> _PROBLEM DESCRIPTION_: Pick out every line in the listing below that contains the string "trace", and copy each one in full.

# START OF INFORMATION SHOWN

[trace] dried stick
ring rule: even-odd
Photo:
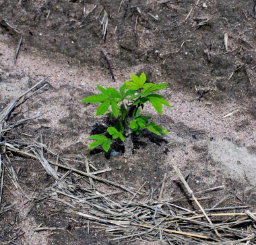
[[[201,204],[199,203],[199,201],[197,201],[197,199],[195,197],[195,195],[194,195],[194,194],[193,193],[193,191],[191,189],[191,188],[189,187],[189,186],[187,184],[187,181],[185,181],[185,179],[184,179],[183,176],[182,175],[181,170],[176,166],[174,166],[173,168],[174,168],[174,170],[175,170],[177,175],[180,178],[181,182],[183,183],[183,185],[184,185],[185,187],[186,188],[187,191],[189,192],[189,195],[191,195],[192,198],[194,199],[194,201],[197,203],[197,206],[199,207],[199,209],[201,209],[201,211],[202,211],[202,213],[203,213],[203,215],[205,216],[205,217],[206,217],[207,220],[208,221],[208,222],[211,225],[213,225],[212,222],[211,222],[211,219],[210,219],[208,215],[206,214],[205,211],[203,210],[202,206],[201,205]],[[216,234],[216,235],[218,237],[220,237],[220,236],[219,233],[218,232],[216,228],[214,228],[214,232]]]
[[[1,155],[0,152],[0,176],[1,178],[1,187],[0,187],[0,209],[1,209],[1,203],[2,202],[2,195],[3,195],[3,181],[5,176],[5,165],[3,164],[1,159]]]
[[[164,192],[164,184],[165,184],[165,181],[166,180],[166,173],[164,173],[164,179],[162,181],[162,187],[161,187],[161,191],[160,191],[160,193],[159,194],[159,198],[158,198],[158,200],[159,201],[161,201],[162,200],[162,193]]]

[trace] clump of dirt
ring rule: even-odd
[[[194,191],[224,185],[223,195],[232,197],[222,205],[251,205],[255,209],[253,7],[253,1],[238,0],[197,4],[194,1],[0,1],[0,109],[42,78],[49,84],[13,115],[22,119],[38,111],[45,113],[19,128],[13,137],[39,136],[60,155],[83,154],[99,168],[112,168],[103,176],[137,188],[146,182],[144,188],[150,190],[167,173],[166,199],[184,191],[173,173],[176,165]],[[108,26],[104,40],[100,21],[105,11]],[[21,35],[22,44],[14,65]],[[118,150],[116,156],[90,152],[88,136],[102,119],[95,115],[96,105],[82,104],[81,99],[97,93],[96,84],[118,88],[129,73],[142,71],[148,81],[166,81],[168,85],[163,95],[172,108],[164,108],[162,116],[156,115],[150,106],[144,109],[169,136],[159,140],[143,134],[135,142],[133,154],[127,161],[120,146],[113,149]],[[245,157],[241,159],[238,152]],[[86,169],[81,162],[74,166]],[[234,166],[238,172],[231,175],[225,172]],[[53,180],[39,165],[20,158],[13,168],[28,196],[40,199],[47,193]],[[85,219],[60,213],[63,207],[59,204],[51,205],[47,200],[24,203],[8,178],[6,175],[0,209],[3,242],[14,239],[21,244],[110,244],[95,228],[88,234]],[[222,198],[210,197],[203,205],[212,207]],[[1,213],[9,205],[14,205],[11,212]],[[177,205],[196,208],[183,200]],[[51,230],[36,233],[41,223],[57,230],[53,234]]]
[[[103,51],[117,75],[141,66],[154,79],[189,91],[201,86],[212,99],[243,99],[255,95],[253,3],[9,1],[1,3],[0,18],[22,34],[24,52],[33,47],[46,56],[61,53],[69,64],[104,68],[108,73]],[[104,13],[105,40],[100,27]],[[17,36],[1,25],[3,32]]]

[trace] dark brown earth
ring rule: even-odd
[[[104,177],[137,188],[146,181],[145,188],[150,191],[168,173],[171,177],[166,198],[177,198],[184,191],[172,173],[174,164],[185,175],[191,173],[188,182],[193,189],[226,186],[223,193],[203,202],[204,207],[212,207],[224,195],[231,194],[223,205],[251,205],[255,210],[255,179],[248,179],[245,172],[242,178],[227,173],[221,160],[216,162],[209,153],[211,142],[220,139],[245,148],[250,158],[255,158],[253,4],[253,0],[0,0],[0,109],[46,77],[50,85],[31,98],[22,111],[29,108],[32,114],[53,108],[17,129],[11,137],[23,133],[35,139],[42,135],[44,142],[61,154],[83,154],[99,168],[111,167]],[[100,26],[104,11],[108,17],[105,39]],[[15,66],[13,54],[21,35],[22,45]],[[101,51],[110,62],[116,81]],[[118,87],[129,73],[141,71],[149,80],[168,82],[164,95],[172,105],[171,110],[166,109],[161,117],[152,108],[146,111],[170,131],[170,138],[145,132],[135,142],[133,155],[127,161],[120,146],[113,148],[119,152],[115,157],[100,150],[90,152],[88,136],[104,119],[96,118],[96,107],[82,104],[81,99],[97,93],[96,83]],[[20,82],[26,77],[29,81]],[[238,113],[222,119],[237,108]],[[25,193],[30,196],[34,193],[39,199],[45,196],[53,179],[38,162],[13,157]],[[84,169],[82,164],[75,167]],[[98,229],[92,228],[88,234],[87,221],[61,213],[61,204],[44,200],[26,204],[23,210],[22,198],[6,175],[1,209],[15,204],[3,214],[0,209],[0,244],[13,239],[18,244],[115,244],[108,242],[111,236]],[[192,203],[178,203],[193,207]],[[41,224],[60,229],[35,232]]]

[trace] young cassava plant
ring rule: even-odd
[[[106,114],[116,118],[116,122],[107,128],[106,134],[89,137],[89,139],[94,140],[89,146],[89,149],[102,145],[103,150],[108,152],[113,140],[119,138],[125,146],[124,156],[128,157],[132,154],[133,148],[133,136],[139,135],[141,130],[147,129],[158,136],[168,134],[168,131],[161,126],[149,121],[151,117],[141,114],[146,103],[151,103],[160,115],[163,105],[170,107],[162,95],[156,93],[167,86],[147,83],[144,72],[139,77],[131,75],[131,79],[125,81],[119,91],[112,87],[104,89],[98,85],[100,93],[83,99],[84,103],[100,104],[96,115]]]

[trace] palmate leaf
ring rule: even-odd
[[[121,96],[119,93],[117,92],[117,89],[114,88],[106,88],[106,90],[109,92],[111,98],[121,98]]]
[[[125,89],[127,89],[127,85],[125,83],[124,83],[119,89],[119,91],[122,96],[125,95]]]
[[[103,115],[108,109],[109,105],[110,105],[109,101],[102,103],[97,109],[96,115]]]
[[[107,97],[105,95],[100,93],[99,95],[88,96],[86,98],[84,98],[82,102],[84,103],[101,103],[107,99]]]
[[[159,114],[162,115],[162,103],[159,101],[158,98],[149,97],[149,101],[152,104],[154,108],[156,109],[156,111],[158,112]]]
[[[164,84],[156,85],[154,83],[145,83],[143,87],[144,88],[144,89],[142,90],[142,93],[156,91],[158,90],[166,89],[168,87]]]
[[[144,72],[142,72],[139,76],[139,80],[140,81],[144,84],[147,80],[147,77],[146,76],[146,74]]]
[[[133,74],[131,74],[130,75],[130,77],[131,77],[131,81],[133,82],[133,83],[135,83],[136,85],[138,85],[138,86],[142,86],[143,85],[143,83],[141,83],[141,81],[140,81],[139,79],[139,77],[133,75]]]

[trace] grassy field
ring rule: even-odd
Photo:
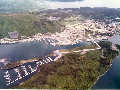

# END OF INFORMATION SHOWN

> _TASK ANSWER_:
[trace] dried stick
[trace] clump of dirt
[trace] dark brown earth
[trace] young cassava plant
[trace] palmate leaf
[trace] grassy field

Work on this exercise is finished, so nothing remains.